__What you will do__
A) Render this sentence from the artist interview into Spanish: "I'm going to use it for a mobile print studio."
B) Write out the stretch of the artist interview from "What would you" through "David Bowie hybrid." word for word.

__Document section__

——

What’s your first artistic memory?
My dad would do these basic outlines of military vehicles and have me color them in, which guided the rest of my drawing in my early youth. I tended to create fantastical, military hovercrafts, snow machines and things like that. My dad is not in the military—he’s a lawyer in town—so I don’t know why he did that.
Tell us about a piece of art that you wish was in your private collection.
I would really like a Chuck Close portrait, those monumental portraits, but really any of his work from any medium, to hang in my studio’s foyer. I saw him speak when I was in school at UPenn, and I was very impressed with how he described his art and carried himself. He had specific ideas and a system that drove his work and I was impressed when I was in college to see a professional artist and his reasons and love for production.
Locally, who would you like to collaborate with?
Patrick Costello. He’s a community activist, he’s involved with C’ville Foodscapes, and he’s a puppet maker. We have been making plans to collaborate based around mask-making and interaction of characters we make. We talked about doing a garden installation with performances to go along with it. It’s going to be in Charlottesville, definitely.
Item you’d splurge on?
Well, I just did. I bought a 20′ long, 1989, former USPS mail truck from a guy in Syracuse, New York. I’m going to use it for a mobile print studio. There’s a national printmaking conference every year, and next year it’s in St. Louis. A friend and I proposed to do a demonstration, and our proposal was accepted. We’re going to set up the retro-fitted mail truck in front of an art museum in St. Louis, create a station from which we’ll make prints and then receive telephone calls to take and deliver orders around town using the mail truck.
What would you do if you knew you couldn’t fail?
I would be in a band and be up on stage. It would definitely involve costumes. I don’t know if it would fall in the vein of Lady Gaga but it would be a Lady Gaga, Blue Man Group and David Bowie hybrid.

——

__Recorded information__

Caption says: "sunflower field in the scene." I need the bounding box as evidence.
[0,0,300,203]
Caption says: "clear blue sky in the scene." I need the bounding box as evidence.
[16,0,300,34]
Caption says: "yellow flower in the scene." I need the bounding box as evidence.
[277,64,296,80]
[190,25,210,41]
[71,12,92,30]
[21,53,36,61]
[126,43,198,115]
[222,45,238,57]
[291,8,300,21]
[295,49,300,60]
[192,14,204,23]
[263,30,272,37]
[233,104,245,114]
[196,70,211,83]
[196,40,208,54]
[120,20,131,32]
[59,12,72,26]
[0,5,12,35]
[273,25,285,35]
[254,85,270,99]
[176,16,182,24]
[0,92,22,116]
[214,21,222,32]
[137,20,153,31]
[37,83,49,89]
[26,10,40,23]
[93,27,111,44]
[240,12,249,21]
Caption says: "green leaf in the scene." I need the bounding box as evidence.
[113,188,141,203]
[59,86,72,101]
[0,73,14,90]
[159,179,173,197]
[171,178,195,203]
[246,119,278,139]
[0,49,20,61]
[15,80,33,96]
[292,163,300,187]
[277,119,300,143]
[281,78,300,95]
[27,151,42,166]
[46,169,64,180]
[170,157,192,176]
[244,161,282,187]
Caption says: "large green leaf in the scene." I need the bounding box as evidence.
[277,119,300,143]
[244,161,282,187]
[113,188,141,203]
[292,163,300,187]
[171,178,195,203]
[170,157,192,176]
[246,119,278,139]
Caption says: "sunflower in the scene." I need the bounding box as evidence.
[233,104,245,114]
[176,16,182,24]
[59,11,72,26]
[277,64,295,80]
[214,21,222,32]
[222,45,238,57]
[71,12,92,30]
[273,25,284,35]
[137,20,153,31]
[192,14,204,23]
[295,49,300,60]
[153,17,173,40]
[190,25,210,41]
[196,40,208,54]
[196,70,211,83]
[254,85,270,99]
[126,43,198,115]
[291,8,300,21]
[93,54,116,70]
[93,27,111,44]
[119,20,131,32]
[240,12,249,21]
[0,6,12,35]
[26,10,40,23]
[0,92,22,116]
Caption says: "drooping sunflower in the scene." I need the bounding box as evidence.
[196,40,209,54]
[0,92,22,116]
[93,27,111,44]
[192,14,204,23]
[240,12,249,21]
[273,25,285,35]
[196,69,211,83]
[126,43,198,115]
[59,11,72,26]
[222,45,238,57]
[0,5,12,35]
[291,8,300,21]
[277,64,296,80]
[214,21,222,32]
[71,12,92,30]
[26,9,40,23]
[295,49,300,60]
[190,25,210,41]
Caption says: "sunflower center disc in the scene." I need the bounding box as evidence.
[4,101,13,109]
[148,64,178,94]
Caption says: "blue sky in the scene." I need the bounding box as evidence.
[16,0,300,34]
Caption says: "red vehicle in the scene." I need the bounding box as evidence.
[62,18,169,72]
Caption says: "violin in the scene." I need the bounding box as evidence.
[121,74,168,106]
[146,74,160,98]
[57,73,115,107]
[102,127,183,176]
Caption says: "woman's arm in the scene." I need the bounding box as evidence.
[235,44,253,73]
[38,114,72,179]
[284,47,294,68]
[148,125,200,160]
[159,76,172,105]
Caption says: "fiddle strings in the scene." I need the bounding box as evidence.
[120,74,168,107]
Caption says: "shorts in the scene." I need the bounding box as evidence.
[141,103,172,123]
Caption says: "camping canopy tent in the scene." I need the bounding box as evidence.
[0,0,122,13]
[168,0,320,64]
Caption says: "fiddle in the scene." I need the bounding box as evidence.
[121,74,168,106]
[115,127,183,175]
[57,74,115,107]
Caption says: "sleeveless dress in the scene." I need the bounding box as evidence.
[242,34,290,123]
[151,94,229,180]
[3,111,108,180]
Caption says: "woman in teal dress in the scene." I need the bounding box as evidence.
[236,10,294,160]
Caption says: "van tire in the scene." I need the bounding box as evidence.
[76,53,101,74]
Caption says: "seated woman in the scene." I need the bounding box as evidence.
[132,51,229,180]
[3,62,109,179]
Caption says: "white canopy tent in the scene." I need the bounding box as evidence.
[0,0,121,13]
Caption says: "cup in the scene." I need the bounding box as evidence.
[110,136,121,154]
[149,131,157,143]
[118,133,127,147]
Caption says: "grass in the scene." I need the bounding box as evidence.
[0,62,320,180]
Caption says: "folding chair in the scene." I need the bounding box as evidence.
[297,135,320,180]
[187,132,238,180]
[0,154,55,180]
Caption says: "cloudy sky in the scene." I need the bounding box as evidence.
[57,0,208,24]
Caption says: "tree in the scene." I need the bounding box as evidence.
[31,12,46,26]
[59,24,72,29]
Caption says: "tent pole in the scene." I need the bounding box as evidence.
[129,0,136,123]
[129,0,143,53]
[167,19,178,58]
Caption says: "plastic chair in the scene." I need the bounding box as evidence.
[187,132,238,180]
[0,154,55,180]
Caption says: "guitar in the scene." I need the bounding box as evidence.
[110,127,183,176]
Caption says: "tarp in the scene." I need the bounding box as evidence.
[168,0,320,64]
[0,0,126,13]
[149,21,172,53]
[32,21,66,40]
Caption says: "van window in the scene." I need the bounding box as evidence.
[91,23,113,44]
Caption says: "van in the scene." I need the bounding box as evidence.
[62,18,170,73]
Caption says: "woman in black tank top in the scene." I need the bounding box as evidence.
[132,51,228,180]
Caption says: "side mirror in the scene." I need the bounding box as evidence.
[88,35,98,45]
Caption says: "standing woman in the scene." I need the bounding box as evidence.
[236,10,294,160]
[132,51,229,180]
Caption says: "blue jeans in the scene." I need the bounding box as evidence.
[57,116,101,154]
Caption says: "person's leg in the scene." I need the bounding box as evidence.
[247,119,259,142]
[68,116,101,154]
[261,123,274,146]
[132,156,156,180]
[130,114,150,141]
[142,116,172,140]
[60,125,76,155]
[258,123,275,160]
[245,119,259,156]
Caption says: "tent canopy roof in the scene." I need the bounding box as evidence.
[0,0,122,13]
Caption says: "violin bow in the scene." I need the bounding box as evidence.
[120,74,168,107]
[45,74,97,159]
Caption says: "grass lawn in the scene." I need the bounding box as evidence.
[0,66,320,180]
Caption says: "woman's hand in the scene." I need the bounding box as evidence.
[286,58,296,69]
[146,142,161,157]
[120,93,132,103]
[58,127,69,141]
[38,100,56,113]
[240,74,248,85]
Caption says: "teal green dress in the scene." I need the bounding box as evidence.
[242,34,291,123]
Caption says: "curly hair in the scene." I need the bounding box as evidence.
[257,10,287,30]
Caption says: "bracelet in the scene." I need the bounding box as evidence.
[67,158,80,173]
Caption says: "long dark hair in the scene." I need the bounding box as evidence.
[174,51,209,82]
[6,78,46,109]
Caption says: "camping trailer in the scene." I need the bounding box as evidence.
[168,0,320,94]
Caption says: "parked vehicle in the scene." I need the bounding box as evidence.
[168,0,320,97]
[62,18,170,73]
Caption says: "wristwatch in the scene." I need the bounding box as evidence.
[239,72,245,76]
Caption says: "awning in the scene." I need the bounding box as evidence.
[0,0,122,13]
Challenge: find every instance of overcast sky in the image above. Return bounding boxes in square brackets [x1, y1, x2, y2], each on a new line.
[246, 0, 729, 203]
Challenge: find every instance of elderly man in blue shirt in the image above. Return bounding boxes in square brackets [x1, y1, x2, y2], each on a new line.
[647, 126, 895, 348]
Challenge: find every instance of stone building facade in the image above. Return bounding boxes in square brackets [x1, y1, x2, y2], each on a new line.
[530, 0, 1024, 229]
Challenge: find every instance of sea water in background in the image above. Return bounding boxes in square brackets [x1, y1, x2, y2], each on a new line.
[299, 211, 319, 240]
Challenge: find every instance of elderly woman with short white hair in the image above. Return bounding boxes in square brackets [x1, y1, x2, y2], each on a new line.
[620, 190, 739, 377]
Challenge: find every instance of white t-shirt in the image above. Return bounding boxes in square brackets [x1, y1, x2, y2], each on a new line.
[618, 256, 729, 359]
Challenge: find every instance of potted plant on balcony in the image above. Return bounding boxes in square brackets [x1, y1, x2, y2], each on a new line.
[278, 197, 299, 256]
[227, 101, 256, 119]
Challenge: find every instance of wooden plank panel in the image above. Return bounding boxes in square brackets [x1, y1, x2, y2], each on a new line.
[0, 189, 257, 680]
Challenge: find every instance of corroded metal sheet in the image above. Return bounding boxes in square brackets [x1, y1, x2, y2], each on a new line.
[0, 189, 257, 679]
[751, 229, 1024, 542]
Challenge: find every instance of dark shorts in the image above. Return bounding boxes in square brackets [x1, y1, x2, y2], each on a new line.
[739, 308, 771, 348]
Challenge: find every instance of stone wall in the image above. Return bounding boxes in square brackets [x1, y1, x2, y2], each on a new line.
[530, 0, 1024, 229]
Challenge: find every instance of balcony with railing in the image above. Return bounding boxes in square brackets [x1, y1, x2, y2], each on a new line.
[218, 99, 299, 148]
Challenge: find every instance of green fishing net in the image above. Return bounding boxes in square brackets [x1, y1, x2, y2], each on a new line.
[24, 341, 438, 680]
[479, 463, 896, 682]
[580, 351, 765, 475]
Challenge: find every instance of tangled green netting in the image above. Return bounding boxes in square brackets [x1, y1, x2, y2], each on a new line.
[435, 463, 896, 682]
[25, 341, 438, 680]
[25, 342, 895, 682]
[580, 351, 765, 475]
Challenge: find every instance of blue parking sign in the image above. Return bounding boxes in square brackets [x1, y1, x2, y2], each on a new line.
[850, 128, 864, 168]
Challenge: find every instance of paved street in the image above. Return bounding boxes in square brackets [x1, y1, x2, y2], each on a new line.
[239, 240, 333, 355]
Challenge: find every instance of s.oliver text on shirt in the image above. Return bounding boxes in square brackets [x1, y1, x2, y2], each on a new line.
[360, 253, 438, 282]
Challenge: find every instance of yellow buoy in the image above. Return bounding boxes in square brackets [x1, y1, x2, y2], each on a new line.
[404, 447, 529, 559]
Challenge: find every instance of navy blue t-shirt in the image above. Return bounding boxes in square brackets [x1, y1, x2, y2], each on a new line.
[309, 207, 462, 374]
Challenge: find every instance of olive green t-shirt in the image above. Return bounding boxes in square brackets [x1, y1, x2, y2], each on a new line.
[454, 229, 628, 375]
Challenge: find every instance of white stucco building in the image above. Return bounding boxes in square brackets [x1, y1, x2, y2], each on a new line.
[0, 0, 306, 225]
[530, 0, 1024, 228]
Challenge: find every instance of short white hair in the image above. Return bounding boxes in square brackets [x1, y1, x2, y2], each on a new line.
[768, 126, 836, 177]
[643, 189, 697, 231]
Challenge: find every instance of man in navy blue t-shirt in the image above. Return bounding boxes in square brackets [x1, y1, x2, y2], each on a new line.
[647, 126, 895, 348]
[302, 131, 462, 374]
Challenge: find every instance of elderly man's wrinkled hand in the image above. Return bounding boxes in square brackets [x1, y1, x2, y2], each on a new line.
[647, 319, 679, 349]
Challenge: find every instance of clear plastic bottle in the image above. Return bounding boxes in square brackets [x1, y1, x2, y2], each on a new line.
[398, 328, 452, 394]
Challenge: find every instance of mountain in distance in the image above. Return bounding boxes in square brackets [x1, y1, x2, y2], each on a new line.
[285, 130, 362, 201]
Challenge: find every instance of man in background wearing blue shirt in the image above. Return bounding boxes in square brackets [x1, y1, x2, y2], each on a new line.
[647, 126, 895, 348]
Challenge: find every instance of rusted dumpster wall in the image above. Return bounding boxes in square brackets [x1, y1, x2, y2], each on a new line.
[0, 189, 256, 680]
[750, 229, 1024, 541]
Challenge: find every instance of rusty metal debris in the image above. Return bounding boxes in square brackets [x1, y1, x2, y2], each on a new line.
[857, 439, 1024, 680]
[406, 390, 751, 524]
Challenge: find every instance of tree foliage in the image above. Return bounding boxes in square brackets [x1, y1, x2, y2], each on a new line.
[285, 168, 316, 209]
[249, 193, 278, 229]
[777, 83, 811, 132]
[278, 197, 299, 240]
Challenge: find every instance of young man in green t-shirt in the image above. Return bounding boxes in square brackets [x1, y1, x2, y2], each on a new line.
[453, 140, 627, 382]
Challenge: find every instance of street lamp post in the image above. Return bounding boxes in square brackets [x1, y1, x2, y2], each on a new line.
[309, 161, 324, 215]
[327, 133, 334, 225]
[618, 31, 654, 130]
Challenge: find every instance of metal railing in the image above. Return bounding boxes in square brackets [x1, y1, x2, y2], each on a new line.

——

__Exercise results__
A) Lo voy a usar como estudio de grabado móvil.

B)
What would you do if you knew you couldn’t fail?
I would be in a band and be up on stage. It would definitely involve costumes. I don’t know if it would fall in the vein of Lady Gaga but it would be a Lady Gaga, Blue Man Group and David Bowie hybrid.